▸ **RECORD SET**
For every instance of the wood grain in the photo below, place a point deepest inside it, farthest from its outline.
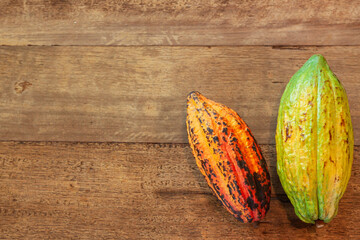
(162, 22)
(138, 191)
(138, 94)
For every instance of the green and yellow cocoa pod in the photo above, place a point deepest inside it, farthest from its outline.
(314, 141)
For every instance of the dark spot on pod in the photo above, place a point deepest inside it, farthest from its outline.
(342, 122)
(250, 179)
(287, 130)
(225, 131)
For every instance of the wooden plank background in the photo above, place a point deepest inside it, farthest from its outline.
(184, 22)
(138, 94)
(92, 111)
(131, 191)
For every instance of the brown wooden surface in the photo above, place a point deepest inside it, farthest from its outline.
(138, 191)
(138, 94)
(163, 22)
(121, 74)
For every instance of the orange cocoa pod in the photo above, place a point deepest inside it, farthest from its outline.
(229, 158)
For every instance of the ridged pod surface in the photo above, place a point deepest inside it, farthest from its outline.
(314, 141)
(229, 158)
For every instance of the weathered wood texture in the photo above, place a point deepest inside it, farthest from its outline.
(138, 94)
(163, 22)
(133, 191)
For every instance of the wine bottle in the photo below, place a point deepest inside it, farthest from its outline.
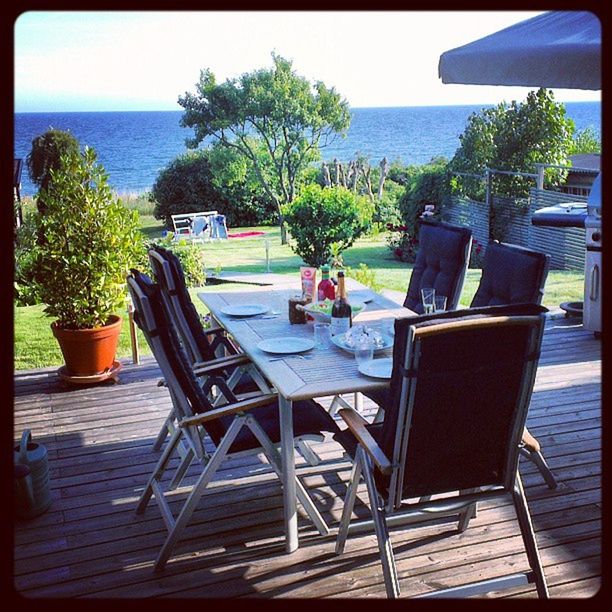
(342, 314)
(325, 289)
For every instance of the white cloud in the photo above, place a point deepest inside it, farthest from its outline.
(145, 60)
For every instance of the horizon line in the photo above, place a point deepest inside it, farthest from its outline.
(169, 110)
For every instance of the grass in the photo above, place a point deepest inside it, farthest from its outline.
(36, 347)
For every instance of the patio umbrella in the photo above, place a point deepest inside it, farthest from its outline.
(555, 49)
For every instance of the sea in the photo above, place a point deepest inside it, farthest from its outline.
(135, 146)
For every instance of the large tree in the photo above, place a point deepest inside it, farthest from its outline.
(514, 137)
(275, 118)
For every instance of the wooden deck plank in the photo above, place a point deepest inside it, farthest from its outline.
(91, 544)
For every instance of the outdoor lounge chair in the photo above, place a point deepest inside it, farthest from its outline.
(442, 261)
(460, 391)
(247, 426)
(512, 274)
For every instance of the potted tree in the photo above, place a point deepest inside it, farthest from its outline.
(90, 240)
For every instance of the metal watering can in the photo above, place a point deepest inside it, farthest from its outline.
(32, 492)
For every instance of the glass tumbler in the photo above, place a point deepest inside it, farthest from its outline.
(321, 334)
(439, 303)
(364, 352)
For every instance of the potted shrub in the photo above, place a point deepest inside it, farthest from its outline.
(90, 242)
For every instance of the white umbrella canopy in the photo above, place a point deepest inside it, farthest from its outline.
(560, 49)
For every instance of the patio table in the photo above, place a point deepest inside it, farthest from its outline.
(322, 371)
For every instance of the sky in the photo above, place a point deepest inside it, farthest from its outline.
(143, 60)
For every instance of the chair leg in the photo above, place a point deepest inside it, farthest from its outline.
(349, 503)
(380, 526)
(309, 455)
(158, 472)
(167, 428)
(533, 556)
(537, 458)
(275, 461)
(181, 470)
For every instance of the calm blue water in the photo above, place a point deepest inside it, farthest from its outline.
(134, 146)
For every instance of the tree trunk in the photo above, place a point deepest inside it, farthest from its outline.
(326, 175)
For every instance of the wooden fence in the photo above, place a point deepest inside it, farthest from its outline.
(565, 245)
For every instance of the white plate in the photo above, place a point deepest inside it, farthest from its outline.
(286, 345)
(338, 340)
(378, 368)
(360, 296)
(244, 310)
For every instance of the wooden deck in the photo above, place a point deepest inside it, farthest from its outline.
(91, 544)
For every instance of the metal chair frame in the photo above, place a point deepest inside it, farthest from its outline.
(189, 434)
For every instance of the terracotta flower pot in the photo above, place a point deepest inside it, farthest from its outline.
(88, 352)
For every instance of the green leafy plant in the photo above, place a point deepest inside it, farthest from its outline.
(45, 156)
(275, 118)
(91, 241)
(514, 137)
(322, 216)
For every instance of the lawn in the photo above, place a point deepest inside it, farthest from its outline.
(36, 347)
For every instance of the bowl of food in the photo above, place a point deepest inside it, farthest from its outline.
(321, 311)
(350, 339)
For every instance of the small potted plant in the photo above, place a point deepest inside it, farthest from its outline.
(88, 242)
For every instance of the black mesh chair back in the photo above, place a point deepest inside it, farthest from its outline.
(451, 435)
(442, 261)
(511, 274)
(248, 425)
(152, 317)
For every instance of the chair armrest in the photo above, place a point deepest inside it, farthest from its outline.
(357, 424)
(207, 367)
(228, 410)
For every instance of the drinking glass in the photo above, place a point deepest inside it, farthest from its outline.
(278, 303)
(321, 334)
(427, 296)
(439, 303)
(364, 351)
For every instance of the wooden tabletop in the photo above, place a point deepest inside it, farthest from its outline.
(321, 371)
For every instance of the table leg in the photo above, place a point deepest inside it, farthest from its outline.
(285, 407)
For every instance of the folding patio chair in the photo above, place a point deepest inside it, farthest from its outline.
(442, 261)
(512, 274)
(247, 426)
(203, 347)
(450, 437)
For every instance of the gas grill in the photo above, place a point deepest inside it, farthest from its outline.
(587, 215)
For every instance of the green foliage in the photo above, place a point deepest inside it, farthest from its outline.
(26, 292)
(46, 152)
(246, 202)
(365, 276)
(274, 117)
(585, 141)
(427, 184)
(320, 217)
(514, 137)
(185, 185)
(90, 242)
(191, 257)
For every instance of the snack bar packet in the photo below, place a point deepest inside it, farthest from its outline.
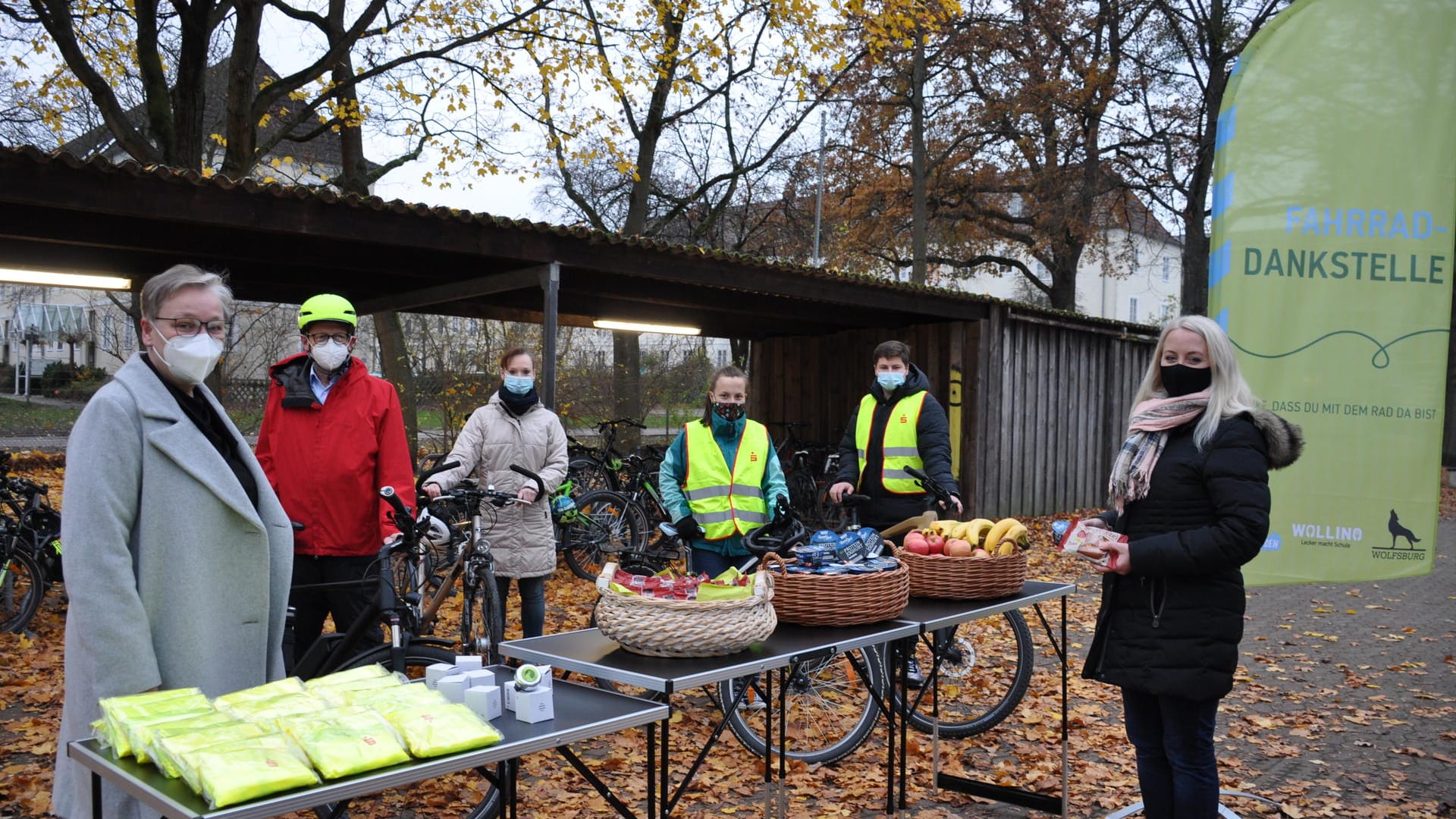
(267, 711)
(149, 706)
(1088, 541)
(145, 738)
(346, 741)
(386, 700)
(348, 676)
(169, 749)
(435, 730)
(265, 691)
(343, 692)
(249, 768)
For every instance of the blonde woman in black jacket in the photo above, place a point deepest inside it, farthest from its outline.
(1190, 490)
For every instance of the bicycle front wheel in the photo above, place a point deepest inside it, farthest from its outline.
(482, 630)
(22, 582)
(827, 707)
(601, 531)
(984, 672)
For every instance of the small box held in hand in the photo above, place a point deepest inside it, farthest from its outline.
(1088, 541)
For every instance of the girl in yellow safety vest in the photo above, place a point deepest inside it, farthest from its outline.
(721, 477)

▸ **SHORT PROBLEM**
Rewrite everything from the item containing "For every instance of the table" down to the end of the items, replacing "farthest" with "furthest" and leaving all else unchanged. Leave the pictures out of your answer.

▸ **TASK RESPONSE**
For every instance of the table leg in the photo above, place a point deepest inside it, furthest from its outline.
(285, 407)
For every instance of the folding patio chair in the photo above, place a point deepest inside it, furthest from its outline.
(442, 261)
(512, 274)
(247, 426)
(203, 347)
(450, 437)
For every instance of the gas grill in the photo above, place a point deepest inside it, furthest from its outline.
(587, 215)
For every instance of the green foliage in the photo above, place a point deepest inside it, furthest from its outline.
(26, 292)
(46, 152)
(246, 202)
(365, 276)
(274, 117)
(585, 141)
(427, 184)
(320, 217)
(514, 137)
(185, 185)
(90, 242)
(191, 257)
For every instance of the snack bar packet in the photo below, place a point deepest inside it, furthest from its outline.
(267, 711)
(149, 706)
(1088, 541)
(145, 738)
(346, 741)
(386, 700)
(348, 676)
(169, 749)
(435, 730)
(265, 691)
(343, 692)
(249, 768)
For every instance of the blonde woman in black jacket in the photo above, place a point deepest inside it, furthest from its outline.
(1190, 490)
For every instance of the bicycle front wheel in the photo above, place a point deepest inside it, furthest from its outline.
(482, 630)
(22, 582)
(827, 707)
(601, 531)
(984, 672)
For every instance of the small box held in hand in the photo above, place a point deepest inside it, furthest from its outline.
(1088, 541)
For every instance of the girl in yellow safety vest in the photo above, place a point deepest inside it, furthest from its outline.
(721, 477)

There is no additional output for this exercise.